**Short exercise 1:**
Answer these questions from the employee FAQ:
(a) On which website will the joint proxy statement be available?
(b) Which bodies unanimously approved the combination?
(c) Where is the memo from Carl Trowell to employees posted?
**Short exercise 2:**
Rewrite the part of the employee FAQ that opens with the words "What was announced?" and closes with "And why now?", changing "press release" to "news release".
BEGIN Selection
EX-99.5 9 a18-36371_1ex99d5.htm EX-99.5

Exhibit 99.5

 

 

Ensco and Rowan to Combine

 

Employee Frequently Asked Questions (FAQ)

 

Introduction

 

We prepared this initial FAQ document to address your questions regarding the proposed combination with Rowan. As this process moves forward, we will keep you apprised of important news.

 

For employees who are also Ensco shareholders, a joint proxy statement will soon be filed with the SEC that addresses many shareholder-related questions. It will be available on our website, www.enscoplc.com.

 

What was announced?

 

Today, we announced that we have entered into a definitive agreement to combine Ensco and Rowan as one company. The boards of directors of both companies have unanimously approved this combination.

 

Details of the announcement were provided in a press release issued today. President and CEO Carl Trowell also sent a memo to employees that is posted on PayZone.

 

Why are we combining with Rowan? And why now?
END Selection
BEGIN Provided information
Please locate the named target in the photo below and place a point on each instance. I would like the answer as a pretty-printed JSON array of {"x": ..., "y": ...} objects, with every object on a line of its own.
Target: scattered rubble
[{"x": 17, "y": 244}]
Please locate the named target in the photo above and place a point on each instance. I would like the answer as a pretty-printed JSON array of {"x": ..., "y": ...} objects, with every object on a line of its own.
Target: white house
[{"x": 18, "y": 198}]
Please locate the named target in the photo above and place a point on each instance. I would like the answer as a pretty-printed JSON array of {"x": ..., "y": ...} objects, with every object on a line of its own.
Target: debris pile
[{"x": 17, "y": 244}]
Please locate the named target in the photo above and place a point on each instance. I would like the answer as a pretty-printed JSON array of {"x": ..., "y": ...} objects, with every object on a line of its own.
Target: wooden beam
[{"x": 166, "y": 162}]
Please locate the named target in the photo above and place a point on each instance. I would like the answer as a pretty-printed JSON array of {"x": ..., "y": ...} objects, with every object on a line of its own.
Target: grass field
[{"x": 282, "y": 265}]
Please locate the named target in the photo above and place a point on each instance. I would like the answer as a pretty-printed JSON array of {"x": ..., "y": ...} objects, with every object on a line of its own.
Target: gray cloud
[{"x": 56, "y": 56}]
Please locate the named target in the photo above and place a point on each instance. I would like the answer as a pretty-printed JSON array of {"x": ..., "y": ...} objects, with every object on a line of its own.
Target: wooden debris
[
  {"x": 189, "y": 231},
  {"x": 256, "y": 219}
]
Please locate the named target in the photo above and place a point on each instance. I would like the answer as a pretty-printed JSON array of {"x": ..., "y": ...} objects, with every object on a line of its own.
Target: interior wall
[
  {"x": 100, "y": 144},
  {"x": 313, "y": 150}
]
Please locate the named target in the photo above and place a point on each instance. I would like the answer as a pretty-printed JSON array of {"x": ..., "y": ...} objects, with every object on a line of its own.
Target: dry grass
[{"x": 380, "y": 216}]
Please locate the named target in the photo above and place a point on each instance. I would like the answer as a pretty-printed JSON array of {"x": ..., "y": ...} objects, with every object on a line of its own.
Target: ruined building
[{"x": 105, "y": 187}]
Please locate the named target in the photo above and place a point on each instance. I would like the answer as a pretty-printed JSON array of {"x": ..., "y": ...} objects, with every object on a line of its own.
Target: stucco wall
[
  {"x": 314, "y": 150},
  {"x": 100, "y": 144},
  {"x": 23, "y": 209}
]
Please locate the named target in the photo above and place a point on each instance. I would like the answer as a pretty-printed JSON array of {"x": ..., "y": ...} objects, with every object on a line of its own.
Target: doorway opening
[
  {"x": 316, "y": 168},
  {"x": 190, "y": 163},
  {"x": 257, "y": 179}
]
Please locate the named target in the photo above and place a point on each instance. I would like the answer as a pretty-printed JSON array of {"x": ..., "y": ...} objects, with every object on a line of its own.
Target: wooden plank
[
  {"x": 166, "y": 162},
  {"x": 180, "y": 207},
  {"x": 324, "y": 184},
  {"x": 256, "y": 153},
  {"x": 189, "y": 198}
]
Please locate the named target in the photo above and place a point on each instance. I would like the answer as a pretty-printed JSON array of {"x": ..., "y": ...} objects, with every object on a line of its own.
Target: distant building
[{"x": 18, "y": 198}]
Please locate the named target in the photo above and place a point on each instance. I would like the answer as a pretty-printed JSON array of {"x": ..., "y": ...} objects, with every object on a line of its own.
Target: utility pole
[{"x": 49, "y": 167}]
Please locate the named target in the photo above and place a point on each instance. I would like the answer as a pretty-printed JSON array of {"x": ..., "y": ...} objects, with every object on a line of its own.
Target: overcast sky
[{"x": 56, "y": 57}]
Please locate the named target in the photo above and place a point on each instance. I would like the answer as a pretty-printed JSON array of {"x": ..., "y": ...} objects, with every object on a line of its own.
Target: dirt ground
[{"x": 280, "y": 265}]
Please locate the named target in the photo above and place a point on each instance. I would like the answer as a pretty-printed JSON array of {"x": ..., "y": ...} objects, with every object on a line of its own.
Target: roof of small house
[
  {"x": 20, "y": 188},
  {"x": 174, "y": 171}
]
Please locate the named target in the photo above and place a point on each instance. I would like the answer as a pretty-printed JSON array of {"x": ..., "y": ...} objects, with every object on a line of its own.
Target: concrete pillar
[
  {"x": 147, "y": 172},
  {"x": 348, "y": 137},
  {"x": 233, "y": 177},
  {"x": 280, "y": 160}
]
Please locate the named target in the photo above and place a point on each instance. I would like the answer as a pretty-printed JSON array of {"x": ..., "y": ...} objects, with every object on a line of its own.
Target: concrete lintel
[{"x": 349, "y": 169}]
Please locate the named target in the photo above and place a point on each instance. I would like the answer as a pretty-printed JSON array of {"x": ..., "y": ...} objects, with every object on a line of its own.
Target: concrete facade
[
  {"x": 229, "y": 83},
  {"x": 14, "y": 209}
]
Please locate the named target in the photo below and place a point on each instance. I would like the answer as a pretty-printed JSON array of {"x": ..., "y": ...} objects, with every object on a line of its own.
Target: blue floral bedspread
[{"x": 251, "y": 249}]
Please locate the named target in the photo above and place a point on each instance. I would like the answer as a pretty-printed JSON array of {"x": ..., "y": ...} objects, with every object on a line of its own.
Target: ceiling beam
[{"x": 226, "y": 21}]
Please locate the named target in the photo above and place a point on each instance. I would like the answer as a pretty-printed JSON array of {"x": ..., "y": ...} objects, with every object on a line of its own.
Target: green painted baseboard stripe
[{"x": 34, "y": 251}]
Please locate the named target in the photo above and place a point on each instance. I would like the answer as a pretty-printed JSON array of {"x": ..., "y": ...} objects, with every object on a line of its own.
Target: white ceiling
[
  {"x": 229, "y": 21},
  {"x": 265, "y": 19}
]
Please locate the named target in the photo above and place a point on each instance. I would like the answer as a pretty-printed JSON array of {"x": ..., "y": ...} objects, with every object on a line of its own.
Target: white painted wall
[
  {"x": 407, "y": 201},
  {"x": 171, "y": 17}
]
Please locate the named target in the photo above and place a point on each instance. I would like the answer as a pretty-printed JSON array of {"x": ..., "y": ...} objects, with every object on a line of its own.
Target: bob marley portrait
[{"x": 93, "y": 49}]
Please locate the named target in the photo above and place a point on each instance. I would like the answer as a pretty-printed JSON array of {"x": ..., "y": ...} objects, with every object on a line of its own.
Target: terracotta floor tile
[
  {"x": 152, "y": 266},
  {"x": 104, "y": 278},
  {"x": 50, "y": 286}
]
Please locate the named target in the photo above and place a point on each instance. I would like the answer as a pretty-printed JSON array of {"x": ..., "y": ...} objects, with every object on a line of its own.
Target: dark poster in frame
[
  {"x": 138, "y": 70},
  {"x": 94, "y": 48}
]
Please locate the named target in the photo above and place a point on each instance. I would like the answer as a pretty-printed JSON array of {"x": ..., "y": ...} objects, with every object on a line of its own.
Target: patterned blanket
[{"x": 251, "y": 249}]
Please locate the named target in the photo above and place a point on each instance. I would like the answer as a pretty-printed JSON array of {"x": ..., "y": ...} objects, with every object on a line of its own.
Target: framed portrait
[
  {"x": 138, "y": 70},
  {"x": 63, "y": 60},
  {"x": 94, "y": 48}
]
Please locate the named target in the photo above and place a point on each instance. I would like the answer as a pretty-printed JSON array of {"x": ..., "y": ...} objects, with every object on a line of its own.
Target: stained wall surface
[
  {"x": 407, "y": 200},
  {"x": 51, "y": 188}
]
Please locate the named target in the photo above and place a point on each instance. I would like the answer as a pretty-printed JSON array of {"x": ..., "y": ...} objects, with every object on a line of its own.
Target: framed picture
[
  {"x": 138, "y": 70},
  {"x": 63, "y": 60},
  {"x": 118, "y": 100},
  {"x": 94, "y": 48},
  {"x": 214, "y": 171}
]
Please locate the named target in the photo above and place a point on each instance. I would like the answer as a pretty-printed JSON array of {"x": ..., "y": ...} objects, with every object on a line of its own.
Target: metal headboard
END Provided information
**Final answer 1:**
(a) www.enscoplc.com
(b) The boards of directors of both companies
(c) PayZone

**Final answer 2:**
What was announced?

 

Today, we announced that we have entered into a definitive agreement to combine Ensco and Rowan as one company. The boards of directors of both companies have unanimously approved this combination.

 

Details of the announcement were provided in a news release issued today. President and CEO Carl Trowell also sent a memo to employees that is posted on PayZone.

 

Why are we combining with Rowan? And why now?